- Exercise:
Set down the passage from the excerpt on the early Muslim community below, starting at "About a hundred" and ending at "a favorable response.", with every word kept as it appears.

- Excerpt:
— START —

First Muslim Community in Madinah & the Groundwork for Hijrah

It was 620, a year after the deaths of Muhammad’s wife, Khadijah, and his uncle Abu Talib, and the time of the yearly pilgrimage to the Ka`bah and Makkah’s annual market period was drawing near. Muhammad (peace be upon him) was still dispensing his teachings in a climate of rejection, exclusion, and persecution.

Toward Exile

About a hundred Muslims now lived under protection in Abyssinia, but no solution seemed to present itself for the faithful who lived in Makkah.

The pilgrims, coming from all areas of the peninsula, started to settle in the Mina area, to remain there throughout the festival period. Muhammad often went there and conveyed his message to women and men who, in their distant dwelling places, had heard about it but did not know its actual contents. He was far from always receiving a favorable response.

At Al-`Aqabah, not far from Mina, the Prophet met a group of people from Yathrib. They were from the Khazraj tribe, one of the two great rival tribes in Yathrib (the other being the Aws), and he began to deliver his message to them. They had already heard of the message from the Jewish tribes who lived in their city, and they wished to know more about it. They listened to the Prophet and eventually accepted the message of Islam: they promised to inform the members of their tribe of the substance of the message and to keep in permanent contact with the Prophet. They went back home and started preaching in Yathrib.

In Makkah, conversions kept increasing, and Muhammad carried on with his public call. As far as his private life was concerned, many advised him to think of remarrying. Proposals had been made, but the Prophet had never pursued the matter. He had, however, had two dreams in which the very young `Aa’ishah, Abu Bakr’s daughter, who was then six years old, was offered to him in marriage.

When Khawlah, who had taken care of the Prophet’s needs since Khadijah’s death, advised him to remarry and suggested two names-Sawdah, a widow in her thirties who had very recently come back from Abyssinia, and `Aa’ishah, Abu Bakr’s daughter- Muhammad saw in this strange coincidence a sign of the truthfulness of his dreams, and he asked Khawlah to do what was necessary to find out whether the two unions were possible.

— END —

- Material shown:
— START —

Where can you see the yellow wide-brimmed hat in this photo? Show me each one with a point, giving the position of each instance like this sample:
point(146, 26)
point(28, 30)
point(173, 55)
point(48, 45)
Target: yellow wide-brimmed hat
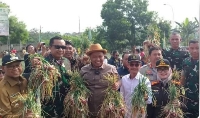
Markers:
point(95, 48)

— END —

- Answer below:
About a hundred Muslims now lived under protection in Abyssinia, but no solution seemed to present itself for the faithful who lived in Makkah.

The pilgrims, coming from all areas of the peninsula, started to settle in the Mina area, to remain there throughout the festival period. Muhammad often went there and conveyed his message to women and men who, in their distant dwelling places, had heard about it but did not know its actual contents. He was far from always receiving a favorable response.